[START]
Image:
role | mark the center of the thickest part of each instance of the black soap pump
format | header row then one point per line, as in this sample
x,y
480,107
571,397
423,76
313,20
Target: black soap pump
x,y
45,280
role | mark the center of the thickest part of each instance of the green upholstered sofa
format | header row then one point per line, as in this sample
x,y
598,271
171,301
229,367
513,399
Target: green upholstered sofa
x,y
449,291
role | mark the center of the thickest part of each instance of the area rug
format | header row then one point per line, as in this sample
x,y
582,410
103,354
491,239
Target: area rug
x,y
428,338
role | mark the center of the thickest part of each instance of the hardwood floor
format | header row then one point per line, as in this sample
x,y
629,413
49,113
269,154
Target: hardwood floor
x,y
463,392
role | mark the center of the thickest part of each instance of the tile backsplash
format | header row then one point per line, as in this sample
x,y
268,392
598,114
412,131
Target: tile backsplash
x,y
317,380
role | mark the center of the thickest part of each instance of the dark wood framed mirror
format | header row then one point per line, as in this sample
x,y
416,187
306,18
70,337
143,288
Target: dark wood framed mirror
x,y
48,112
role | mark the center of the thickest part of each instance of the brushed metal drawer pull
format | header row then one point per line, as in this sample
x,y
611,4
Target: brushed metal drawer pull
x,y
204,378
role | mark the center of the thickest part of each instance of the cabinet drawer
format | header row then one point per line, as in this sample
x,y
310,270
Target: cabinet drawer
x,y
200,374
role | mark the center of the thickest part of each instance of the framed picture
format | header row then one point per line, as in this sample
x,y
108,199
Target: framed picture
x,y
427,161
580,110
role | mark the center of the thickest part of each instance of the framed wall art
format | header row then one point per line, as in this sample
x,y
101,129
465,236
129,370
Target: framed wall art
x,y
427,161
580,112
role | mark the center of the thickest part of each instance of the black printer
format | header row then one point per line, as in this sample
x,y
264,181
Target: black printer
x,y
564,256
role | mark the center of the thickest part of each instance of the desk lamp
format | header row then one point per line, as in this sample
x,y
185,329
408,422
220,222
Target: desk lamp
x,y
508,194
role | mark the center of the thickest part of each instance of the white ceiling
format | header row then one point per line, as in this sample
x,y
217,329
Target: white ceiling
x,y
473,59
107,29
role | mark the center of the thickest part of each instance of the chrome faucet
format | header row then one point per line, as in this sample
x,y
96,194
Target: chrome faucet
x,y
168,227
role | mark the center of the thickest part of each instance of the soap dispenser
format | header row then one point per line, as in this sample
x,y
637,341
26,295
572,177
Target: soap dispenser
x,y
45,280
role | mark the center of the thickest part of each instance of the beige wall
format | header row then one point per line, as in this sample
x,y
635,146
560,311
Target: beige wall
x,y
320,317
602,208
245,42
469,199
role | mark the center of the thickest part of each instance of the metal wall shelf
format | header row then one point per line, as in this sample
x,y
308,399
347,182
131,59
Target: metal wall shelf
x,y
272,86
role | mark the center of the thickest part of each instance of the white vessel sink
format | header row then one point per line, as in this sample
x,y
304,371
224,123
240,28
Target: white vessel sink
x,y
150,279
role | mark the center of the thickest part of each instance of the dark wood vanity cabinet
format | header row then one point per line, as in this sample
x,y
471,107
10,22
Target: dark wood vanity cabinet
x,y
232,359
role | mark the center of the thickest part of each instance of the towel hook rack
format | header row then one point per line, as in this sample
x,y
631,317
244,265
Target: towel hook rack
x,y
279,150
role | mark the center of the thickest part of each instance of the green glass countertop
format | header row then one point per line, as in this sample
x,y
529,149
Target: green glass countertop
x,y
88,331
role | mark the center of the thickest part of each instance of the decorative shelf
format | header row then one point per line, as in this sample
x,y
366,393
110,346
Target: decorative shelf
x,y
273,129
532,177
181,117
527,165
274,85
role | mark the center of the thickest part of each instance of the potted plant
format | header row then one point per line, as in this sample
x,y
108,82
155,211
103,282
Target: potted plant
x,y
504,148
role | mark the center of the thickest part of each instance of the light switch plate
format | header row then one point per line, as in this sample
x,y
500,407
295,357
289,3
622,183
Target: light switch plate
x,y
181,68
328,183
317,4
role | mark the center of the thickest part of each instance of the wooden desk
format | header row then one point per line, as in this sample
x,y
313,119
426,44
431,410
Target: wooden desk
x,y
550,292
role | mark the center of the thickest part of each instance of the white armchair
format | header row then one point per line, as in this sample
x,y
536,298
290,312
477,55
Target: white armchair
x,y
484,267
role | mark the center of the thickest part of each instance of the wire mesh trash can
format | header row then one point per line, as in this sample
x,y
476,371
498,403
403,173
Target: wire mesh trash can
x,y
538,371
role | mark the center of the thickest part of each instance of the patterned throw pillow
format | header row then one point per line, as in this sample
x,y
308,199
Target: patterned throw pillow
[END]
What needs to be done: Put every line of all the items above into a numbered list, skipping any blank lines.

Result for this task:
1. Image:
2. role | mark the center of the thickest part of each instance of the black soap pump
3. format | header row then one point per line, as in this sample
4. x,y
5. 480,107
6. 571,397
7. 423,76
8. 313,20
9. Target: black soap pump
10. x,y
11. 45,280
12. role | mark the center of the thickest part of each instance of the green upholstered sofa
13. format | header row then one point per line, as in this sample
14. x,y
15. 598,271
16. 171,301
17. 229,367
18. 513,399
19. Target: green upholstered sofa
20. x,y
21. 449,291
22. role | mark the center of the thickest part of each instance of the area rug
23. format | header row then one point per line, as in this sample
24. x,y
25. 582,410
26. 103,354
27. 491,239
28. Target: area rug
29. x,y
30. 428,338
31. role | mark the center of the thickest part of each instance of the hardwood floor
32. format | header row then one point per line, as in this sample
33. x,y
34. 629,413
35. 49,113
36. 269,154
37. Target: hardwood floor
38. x,y
39. 463,392
40. role | mark the center of the thickest part of each instance of the tile backsplash
41. format | header row then one point per line, as in this sample
42. x,y
43. 268,392
44. 598,114
45. 412,131
46. Target: tile backsplash
47. x,y
48. 317,380
49. role | mark the center of the thickest part of each instance of the dark wood framed mirror
50. format | header row then one point per line, as in this sample
51. x,y
52. 416,187
53. 306,18
54. 70,337
55. 143,288
56. Target: dark wood framed mirror
57. x,y
58. 48,112
59. role | mark the center of the thickest part of each instance of the brushed metal drawer pull
60. format | header row then one point per line, as in this sample
61. x,y
62. 611,4
63. Target: brushed metal drawer pull
64. x,y
65. 204,378
66. role | mark the center of the thickest part of each instance of the cabinet drawer
67. format | header row then one point per line, as in this sample
68. x,y
69. 310,270
70. Target: cabinet drawer
71. x,y
72. 200,374
73. role | mark the center of the thickest part of each instance of the framed picture
74. format | header row then one point per line, as in this sample
75. x,y
76. 108,199
77. Target: framed picture
78. x,y
79. 427,161
80. 580,110
81. role | mark the center of the thickest part of each instance of the framed wall art
82. format | header row then one point per line, as in this sample
83. x,y
84. 101,129
85. 465,236
86. 129,370
87. Target: framed wall art
88. x,y
89. 427,161
90. 580,112
91. role | mark the center of the thickest part of each instance of the black printer
92. format | header row then one point per line, as in this sample
93. x,y
94. 264,181
95. Target: black printer
96. x,y
97. 564,256
98. role | mark the center of the thickest part of each instance of the desk lamp
99. format | header row then one point per line, as in this sample
100. x,y
101. 185,329
102. 408,422
103. 220,222
104. Target: desk lamp
105. x,y
106. 508,194
107. role | mark the center of the thickest part of each instance of the white ceiling
108. format | header row then one point per line, as in this sample
109. x,y
110. 217,329
111. Target: white ceiling
112. x,y
113. 473,59
114. 107,29
115. role | mark the center of the thickest part of each instance of the chrome faucet
116. format | header row then one point per line, as in this sample
117. x,y
118. 96,194
119. Target: chrome faucet
120. x,y
121. 168,227
122. role | mark the center of the thickest part of each instance of the soap dispenser
123. format | header row then one point per line, as in this sample
124. x,y
125. 637,341
126. 26,295
127. 572,177
128. Target: soap dispenser
129. x,y
130. 45,280
131. role | mark the center of the thickest part of each instance of the beige wall
132. format | header row then one point per line, as in this sample
133. x,y
134. 635,146
135. 560,311
136. Target: beige wall
137. x,y
138. 320,317
139. 602,208
140. 245,42
141. 469,199
142. role | mark the center of the thickest part of each instance of the metal wall shelf
143. format | header row then one point per line, as in this sample
144. x,y
145. 308,399
146. 347,182
147. 131,59
148. Target: metal wall shelf
149. x,y
150. 272,86
151. role | mark the center of the thickest part of each instance of the white vessel sink
152. format | header row then one point per line, as in this sample
153. x,y
154. 304,371
155. 224,123
156. 240,28
157. Target: white vessel sink
158. x,y
159. 150,279
160. role | mark the center of the thickest part of each instance of the dark wood vanity cabinet
161. format | header row then one point per line, as in this sample
162. x,y
163. 471,107
164. 10,22
165. Target: dark wood vanity cabinet
166. x,y
167. 232,359
168. role | mark the center of the thickest part of each instance of the towel hook rack
169. format | header row then one point per line, as in this sample
170. x,y
171. 631,317
172. 244,265
173. Target: towel hook rack
174. x,y
175. 279,150
176. role | mark the center of the thickest part of each instance of the green glass countertop
177. format | header row then one point per line, as in this sample
178. x,y
179. 529,149
180. Target: green glass countertop
181. x,y
182. 88,331
183. role | mark the center of the thickest part of each instance of the decorative shelf
184. format | header row then one point per line, as in this sample
185. x,y
186. 366,393
187. 110,346
188. Target: decorative shelf
189. x,y
190. 273,129
191. 532,177
192. 181,117
193. 527,165
194. 274,85
195. role | mark the center of the thickest part of each instance of the potted plant
196. format | header row then one point per line, as in this sample
197. x,y
198. 108,82
199. 155,211
200. 103,282
201. Target: potted plant
202. x,y
203. 504,148
204. role | mark the center of the thickest part of each instance of the light switch plate
205. format | header row then one point per line, as in this sample
206. x,y
207. 500,407
208. 295,357
209. 289,3
210. 622,183
211. Target: light switch plate
212. x,y
213. 181,68
214. 328,183
215. 317,4
216. role | mark the center of the thickest part of each instance of the wooden desk
217. format | header row then one point per line, as in this sample
218. x,y
219. 313,119
220. 426,44
221. 431,410
222. Target: wooden desk
223. x,y
224. 550,292
225. role | mark the center of the thickest part of each instance of the white armchair
226. format | header row then one point per line, as in this sample
227. x,y
228. 536,298
229. 290,312
230. 477,55
231. Target: white armchair
232. x,y
233. 484,267
234. role | mark the center of the thickest part of each instance of the wire mesh trash can
235. format | header row then one point per line, as in this sample
236. x,y
237. 476,371
238. 498,403
239. 403,173
240. Target: wire mesh trash can
241. x,y
242. 538,371
243. role | mark the center of the thickest part of each instance of the patterned throw pillow
244. format | header row then one point per line, as in this sample
245. x,y
246. 308,199
247. Target: patterned throw pillow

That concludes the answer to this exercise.